— Begin EXCERPT PROVIDED —
Tag Archives: Ulli Lommell

Effie Briest (Rainer Werner Fassbinder, West Germany, 1974)

 

EFFIE BRIEST is the opposite of a Visconti-like adaptation of a female focussed 19th century novel such as Madame Bovary or Anna Karenina: no sweeping balls, all the action left out of the main-narrative (births, marriages, affairs), even a duel is shot at a distance to minimise tension and excitement. The focus is on repressive ideologies and what they do to people, mainly women. The message is basically the full title: ‘FONTANA EFFIE BRIEST: MANY PEOPLE WHO ARE AWARE OF THEIR OWN CAPABILITIES AND NEEDS, YET ACQUIESCE TO THE PREVAILING SYSTEM IN THEIR THOUGHTS AND DEEDS, THEREBY CONFIRM AND REINFORCE IT.’ The focus is to render cinematically what the novel signifies. For the first twenty minutes I kept thinking, wouldn’t Visconti have done it better? I wanted violins and violent emotions, swirling skirts under frescoes…then I gave myself over to the film’s form of narration and its rhythms, which ultimately became incantatory and hypnotic.
— End EXCERPT PROVIDED —
▸ BRIEF A: Transcribe the Effie Briest review in full.
— Begin STORED ROWS —
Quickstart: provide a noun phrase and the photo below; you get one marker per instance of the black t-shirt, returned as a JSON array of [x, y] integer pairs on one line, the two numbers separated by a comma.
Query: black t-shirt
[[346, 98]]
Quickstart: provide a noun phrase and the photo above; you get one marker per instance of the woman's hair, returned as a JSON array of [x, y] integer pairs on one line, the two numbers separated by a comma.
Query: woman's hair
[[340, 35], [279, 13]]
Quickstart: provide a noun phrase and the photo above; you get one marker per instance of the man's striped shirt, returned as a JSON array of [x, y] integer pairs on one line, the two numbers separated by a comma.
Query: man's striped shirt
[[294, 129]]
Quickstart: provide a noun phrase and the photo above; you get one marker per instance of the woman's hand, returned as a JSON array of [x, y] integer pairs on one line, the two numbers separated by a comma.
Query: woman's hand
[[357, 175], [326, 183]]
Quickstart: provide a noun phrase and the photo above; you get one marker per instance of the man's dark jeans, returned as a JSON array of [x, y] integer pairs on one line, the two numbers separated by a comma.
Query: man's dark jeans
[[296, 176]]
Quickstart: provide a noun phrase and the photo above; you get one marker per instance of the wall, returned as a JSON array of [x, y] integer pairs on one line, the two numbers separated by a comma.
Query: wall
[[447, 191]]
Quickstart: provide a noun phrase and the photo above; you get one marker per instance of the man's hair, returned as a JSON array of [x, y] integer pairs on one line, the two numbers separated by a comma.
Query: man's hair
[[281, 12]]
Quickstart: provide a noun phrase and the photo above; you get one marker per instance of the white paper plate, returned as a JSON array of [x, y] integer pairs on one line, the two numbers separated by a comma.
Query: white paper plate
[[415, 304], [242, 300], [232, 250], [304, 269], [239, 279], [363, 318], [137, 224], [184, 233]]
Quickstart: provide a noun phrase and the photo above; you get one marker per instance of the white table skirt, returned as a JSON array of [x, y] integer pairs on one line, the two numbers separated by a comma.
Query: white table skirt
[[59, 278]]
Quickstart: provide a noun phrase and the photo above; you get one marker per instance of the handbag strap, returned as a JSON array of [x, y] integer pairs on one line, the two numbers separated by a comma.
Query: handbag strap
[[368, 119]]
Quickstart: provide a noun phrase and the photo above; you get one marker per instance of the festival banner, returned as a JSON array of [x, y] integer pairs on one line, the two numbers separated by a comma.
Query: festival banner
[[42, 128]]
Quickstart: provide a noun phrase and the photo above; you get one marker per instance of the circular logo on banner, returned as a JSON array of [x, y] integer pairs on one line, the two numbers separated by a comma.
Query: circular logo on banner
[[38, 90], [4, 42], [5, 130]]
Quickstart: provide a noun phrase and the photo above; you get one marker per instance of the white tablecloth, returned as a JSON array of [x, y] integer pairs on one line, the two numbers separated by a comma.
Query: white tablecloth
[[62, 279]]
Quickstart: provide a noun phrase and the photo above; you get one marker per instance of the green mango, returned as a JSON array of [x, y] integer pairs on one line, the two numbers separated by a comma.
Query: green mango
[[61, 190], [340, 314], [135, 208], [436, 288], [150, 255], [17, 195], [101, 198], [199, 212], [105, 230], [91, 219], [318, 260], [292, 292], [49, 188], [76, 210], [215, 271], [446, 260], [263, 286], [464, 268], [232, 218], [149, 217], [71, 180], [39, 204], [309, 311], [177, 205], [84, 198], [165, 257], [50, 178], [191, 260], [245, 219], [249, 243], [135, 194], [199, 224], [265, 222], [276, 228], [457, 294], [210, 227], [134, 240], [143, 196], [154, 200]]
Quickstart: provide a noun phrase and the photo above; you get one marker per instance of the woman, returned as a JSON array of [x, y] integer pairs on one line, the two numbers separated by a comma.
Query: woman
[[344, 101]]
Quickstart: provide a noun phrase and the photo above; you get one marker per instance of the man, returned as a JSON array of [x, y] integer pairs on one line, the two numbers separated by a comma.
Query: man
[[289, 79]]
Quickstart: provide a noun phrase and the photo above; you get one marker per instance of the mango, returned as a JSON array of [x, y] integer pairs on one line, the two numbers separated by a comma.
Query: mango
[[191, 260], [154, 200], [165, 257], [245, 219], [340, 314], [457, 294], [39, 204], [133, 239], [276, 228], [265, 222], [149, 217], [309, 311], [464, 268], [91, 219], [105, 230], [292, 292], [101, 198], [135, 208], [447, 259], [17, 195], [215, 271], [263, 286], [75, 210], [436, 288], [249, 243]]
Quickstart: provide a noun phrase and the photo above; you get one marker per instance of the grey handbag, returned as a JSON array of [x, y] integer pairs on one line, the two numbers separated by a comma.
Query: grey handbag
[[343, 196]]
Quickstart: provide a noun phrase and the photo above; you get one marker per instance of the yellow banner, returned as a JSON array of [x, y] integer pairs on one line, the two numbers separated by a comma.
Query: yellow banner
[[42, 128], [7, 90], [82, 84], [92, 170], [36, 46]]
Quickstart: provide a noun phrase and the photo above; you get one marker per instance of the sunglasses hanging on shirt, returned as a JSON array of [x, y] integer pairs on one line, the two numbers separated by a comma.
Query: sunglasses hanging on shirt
— End STORED ROWS —
▸ BRIEF B: Restate word for word the lines of the rows between the line containing "white tablecloth, returned" and the line containing "[[62, 279]]", inclusive.

▸ CORRECT OUTPUT A:
Tag Archives: Ulli Lommell

Effie Briest (Rainer Werner Fassbinder, West Germany, 1974)

 

EFFIE BRIEST is the opposite of a Visconti-like adaptation of a female focussed 19th century novel such as Madame Bovary or Anna Karenina: no sweeping balls, all the action left out of the main-narrative (births, marriages, affairs), even a duel is shot at a distance to minimise tension and excitement. The focus is on repressive ideologies and what they do to people, mainly women. The message is basically the full title: ‘FONTANA EFFIE BRIEST: MANY PEOPLE WHO ARE AWARE OF THEIR OWN CAPABILITIES AND NEEDS, YET ACQUIESCE TO THE PREVAILING SYSTEM IN THEIR THOUGHTS AND DEEDS, THEREBY CONFIRM AND REINFORCE IT.’ The focus is to render cinematically what the novel signifies. For the first twenty minutes I kept thinking, wouldn’t Visconti have done it better? I wanted violins and violent emotions, swirling skirts under frescoes…then I gave myself over to the film’s form of narration and its rhythms, which ultimately became incantatory and hypnotic.

▸ CORRECT OUTPUT B:
Quickstart: provide a noun phrase and the photo above; you get one marker per instance of the white tablecloth, returned as a JSON array of [x, y] integer pairs on one line, the two numbers separated by a comma.
Query: white tablecloth
[[62, 279]]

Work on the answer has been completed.